Pointing items
● ● ● ● ● ● ●
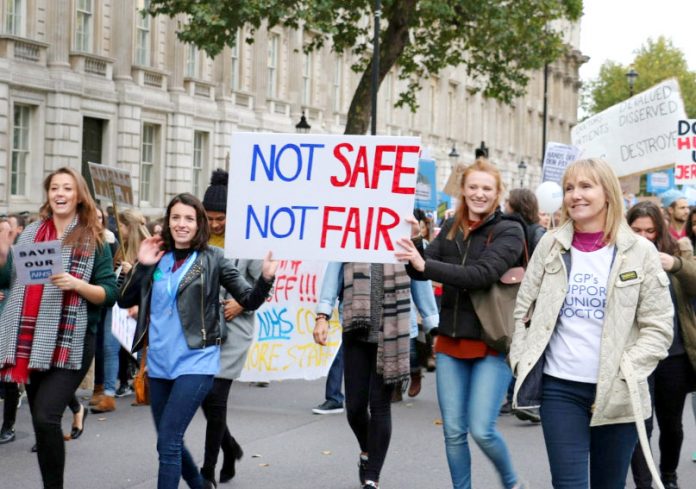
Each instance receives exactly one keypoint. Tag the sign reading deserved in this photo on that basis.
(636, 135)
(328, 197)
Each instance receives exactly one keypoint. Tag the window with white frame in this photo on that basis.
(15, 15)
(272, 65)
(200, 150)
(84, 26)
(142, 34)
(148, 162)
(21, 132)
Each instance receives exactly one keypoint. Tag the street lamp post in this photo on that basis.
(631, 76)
● ● ● ● ● ● ●
**Written exercise:**
Rename "keypoint" to "marker" throughout the items above, changing nothing else. Give them back without the pictures.

**Exercise result:**
Each instance receives exactly one marker. Tag the sign reading deserved in this photo on that basis.
(636, 135)
(328, 197)
Each instance receives exactly one marker. Tag the window with white frame in this photo on that basis.
(15, 15)
(272, 65)
(200, 150)
(84, 26)
(142, 34)
(148, 162)
(21, 132)
Each instance receives exactly one marker. Tag the street lamp post in this photo on that basis.
(631, 76)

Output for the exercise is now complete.